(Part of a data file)
※

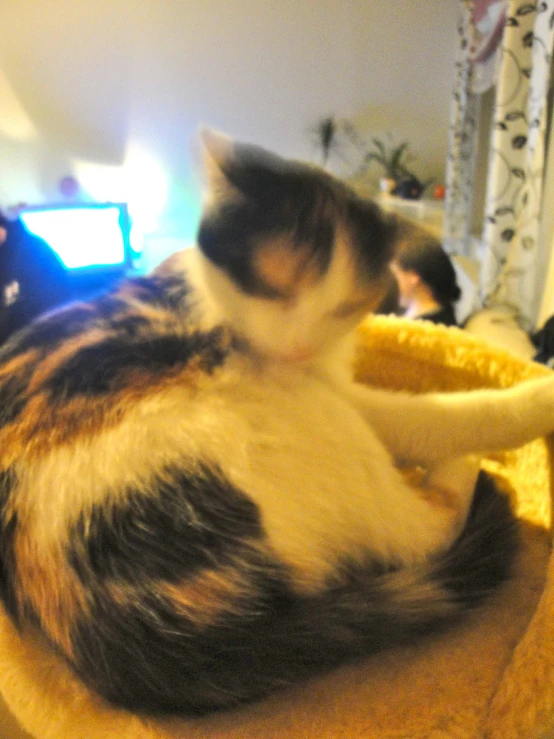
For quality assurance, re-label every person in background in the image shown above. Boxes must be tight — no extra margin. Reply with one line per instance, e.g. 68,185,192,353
390,228,462,326
0,213,71,345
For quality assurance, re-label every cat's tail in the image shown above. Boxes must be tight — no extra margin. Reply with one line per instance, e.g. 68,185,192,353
66,473,518,714
350,472,520,646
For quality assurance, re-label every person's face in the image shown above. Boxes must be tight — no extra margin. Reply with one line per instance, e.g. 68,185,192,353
390,261,419,308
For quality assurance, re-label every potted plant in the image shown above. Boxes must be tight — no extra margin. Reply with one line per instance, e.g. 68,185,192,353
363,137,431,200
363,137,411,193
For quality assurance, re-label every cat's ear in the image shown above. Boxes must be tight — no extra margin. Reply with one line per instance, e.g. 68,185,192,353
199,126,234,201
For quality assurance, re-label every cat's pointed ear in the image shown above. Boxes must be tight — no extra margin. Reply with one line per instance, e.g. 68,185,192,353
199,126,234,193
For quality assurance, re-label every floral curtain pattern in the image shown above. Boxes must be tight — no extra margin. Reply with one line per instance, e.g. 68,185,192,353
445,0,554,328
481,0,554,328
443,0,479,256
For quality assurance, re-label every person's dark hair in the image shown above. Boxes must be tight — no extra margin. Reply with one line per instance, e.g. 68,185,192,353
395,235,462,306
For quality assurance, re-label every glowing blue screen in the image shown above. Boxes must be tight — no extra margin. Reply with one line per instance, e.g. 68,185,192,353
20,205,126,269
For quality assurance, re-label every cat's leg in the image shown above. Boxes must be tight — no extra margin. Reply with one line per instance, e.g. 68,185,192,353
348,373,554,465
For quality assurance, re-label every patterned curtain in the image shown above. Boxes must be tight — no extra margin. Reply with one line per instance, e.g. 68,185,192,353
445,0,554,328
481,0,554,328
443,0,479,256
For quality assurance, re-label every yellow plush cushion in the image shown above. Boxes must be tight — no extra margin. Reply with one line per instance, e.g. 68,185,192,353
0,317,554,739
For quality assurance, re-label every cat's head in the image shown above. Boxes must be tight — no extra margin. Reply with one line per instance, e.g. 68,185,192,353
198,130,397,360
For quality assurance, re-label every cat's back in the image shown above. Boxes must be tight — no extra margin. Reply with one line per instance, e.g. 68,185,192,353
0,268,230,467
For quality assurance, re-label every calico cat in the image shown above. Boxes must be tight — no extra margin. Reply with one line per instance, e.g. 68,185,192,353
0,132,554,715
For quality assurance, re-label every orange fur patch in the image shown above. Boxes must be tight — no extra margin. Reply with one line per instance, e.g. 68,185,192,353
14,532,88,657
155,563,258,627
256,236,320,297
401,467,460,512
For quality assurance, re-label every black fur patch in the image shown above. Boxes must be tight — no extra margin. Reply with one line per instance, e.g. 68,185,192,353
126,275,190,311
436,471,520,608
69,561,292,715
0,469,20,622
346,193,397,278
198,159,336,298
64,468,517,715
198,144,396,298
45,325,228,400
69,466,262,583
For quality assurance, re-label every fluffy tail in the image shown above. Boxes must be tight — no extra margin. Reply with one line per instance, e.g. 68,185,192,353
70,473,518,715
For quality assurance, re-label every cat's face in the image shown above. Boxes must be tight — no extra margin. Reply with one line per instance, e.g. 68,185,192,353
198,132,396,360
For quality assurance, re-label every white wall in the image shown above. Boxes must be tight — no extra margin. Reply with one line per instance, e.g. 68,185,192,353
0,0,458,268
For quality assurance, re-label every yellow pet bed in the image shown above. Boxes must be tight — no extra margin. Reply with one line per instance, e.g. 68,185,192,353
0,317,554,739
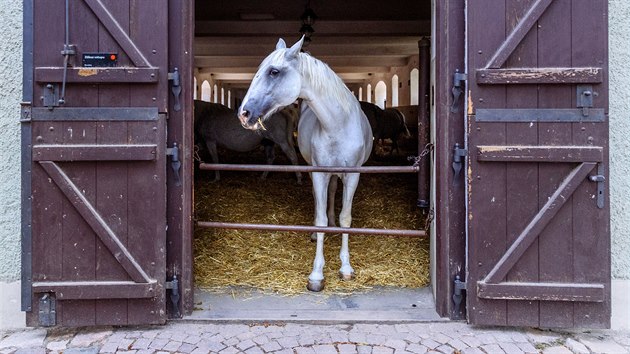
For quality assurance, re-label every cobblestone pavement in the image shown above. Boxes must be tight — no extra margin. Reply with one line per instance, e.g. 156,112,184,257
0,322,630,354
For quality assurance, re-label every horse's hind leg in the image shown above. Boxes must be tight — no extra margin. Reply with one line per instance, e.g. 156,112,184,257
339,173,359,280
206,140,221,182
311,175,339,242
306,172,330,291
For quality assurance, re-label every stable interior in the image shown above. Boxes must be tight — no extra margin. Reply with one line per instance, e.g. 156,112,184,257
191,0,438,321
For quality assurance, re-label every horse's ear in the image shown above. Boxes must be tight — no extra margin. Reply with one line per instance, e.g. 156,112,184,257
284,35,304,59
276,38,287,50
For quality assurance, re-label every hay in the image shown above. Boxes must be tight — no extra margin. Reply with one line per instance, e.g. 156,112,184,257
194,149,429,295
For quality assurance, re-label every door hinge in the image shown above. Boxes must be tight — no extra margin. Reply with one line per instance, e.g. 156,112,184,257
166,143,182,187
453,143,468,186
453,275,466,314
451,69,468,113
39,293,57,327
168,68,182,112
576,85,597,117
164,275,182,318
588,163,606,209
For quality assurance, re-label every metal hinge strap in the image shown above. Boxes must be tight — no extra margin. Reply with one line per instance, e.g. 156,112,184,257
453,144,468,186
451,70,468,113
166,143,182,186
168,68,182,112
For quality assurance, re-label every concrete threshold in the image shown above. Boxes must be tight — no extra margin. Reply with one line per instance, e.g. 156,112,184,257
183,287,449,324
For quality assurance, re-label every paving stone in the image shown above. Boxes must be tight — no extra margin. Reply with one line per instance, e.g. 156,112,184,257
435,344,455,354
312,344,337,354
13,347,46,354
277,337,300,349
0,329,47,349
406,343,429,354
516,342,539,354
564,338,591,354
177,343,197,353
543,345,572,354
421,339,440,349
372,346,394,354
236,339,256,350
578,336,628,354
499,342,523,354
245,347,264,354
295,347,315,354
383,339,407,350
337,344,357,354
261,340,282,353
63,345,100,354
131,337,151,350
481,344,505,354
162,340,182,352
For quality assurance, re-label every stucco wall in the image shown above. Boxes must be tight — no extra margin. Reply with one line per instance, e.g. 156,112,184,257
0,0,22,282
609,0,630,279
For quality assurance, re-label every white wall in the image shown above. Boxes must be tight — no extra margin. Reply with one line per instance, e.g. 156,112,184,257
0,0,24,328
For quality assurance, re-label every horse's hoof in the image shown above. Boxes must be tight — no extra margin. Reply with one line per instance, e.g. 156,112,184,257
306,279,324,293
339,272,354,281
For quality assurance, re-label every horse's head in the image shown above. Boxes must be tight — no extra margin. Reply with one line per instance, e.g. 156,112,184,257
238,37,304,130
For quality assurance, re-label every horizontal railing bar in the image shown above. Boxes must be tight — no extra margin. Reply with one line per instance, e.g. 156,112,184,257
199,163,420,173
197,221,428,237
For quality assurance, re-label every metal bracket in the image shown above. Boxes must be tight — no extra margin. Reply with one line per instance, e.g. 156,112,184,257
168,68,182,112
576,85,597,117
39,293,57,327
453,275,466,314
166,143,182,187
41,84,59,111
453,143,468,186
588,163,606,209
164,275,182,318
451,70,468,113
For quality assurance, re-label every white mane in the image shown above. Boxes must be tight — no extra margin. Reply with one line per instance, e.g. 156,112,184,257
260,49,358,112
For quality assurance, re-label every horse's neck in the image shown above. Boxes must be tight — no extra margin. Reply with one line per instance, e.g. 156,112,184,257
300,58,355,131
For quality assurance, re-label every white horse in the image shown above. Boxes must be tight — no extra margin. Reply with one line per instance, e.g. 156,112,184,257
238,37,373,291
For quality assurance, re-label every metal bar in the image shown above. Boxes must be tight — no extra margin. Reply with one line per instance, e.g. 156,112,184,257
31,107,158,122
477,67,604,85
35,67,159,84
483,162,597,284
33,144,157,161
199,163,420,173
475,108,606,123
33,280,158,300
477,281,605,302
477,145,604,162
197,221,428,237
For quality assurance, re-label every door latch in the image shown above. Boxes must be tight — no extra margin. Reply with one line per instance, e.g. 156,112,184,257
168,68,182,112
166,143,182,187
588,163,606,209
453,143,468,186
451,70,468,113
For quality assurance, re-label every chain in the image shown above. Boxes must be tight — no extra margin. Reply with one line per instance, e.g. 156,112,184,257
407,143,433,167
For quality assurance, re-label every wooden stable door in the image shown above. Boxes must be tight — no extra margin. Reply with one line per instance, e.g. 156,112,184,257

※

Set task: Reproduce the material above word for word, starting at its beginning and ending at the line that contains "350,472,520,646". Leave the pictures out.

Answer for the task:
For quality assurance, re-label every person in background in the image shown above. Boxes must be tight — no extra margin. Reply with one line per instance, e.g. 68,185,192,353
390,228,462,326
0,213,71,345
For quality assurance, re-label every cat's tail in the image shown above. Boxes must be tight — no extra margin. Reply with one line per instance, e.g. 68,185,192,353
66,473,518,714
350,472,520,646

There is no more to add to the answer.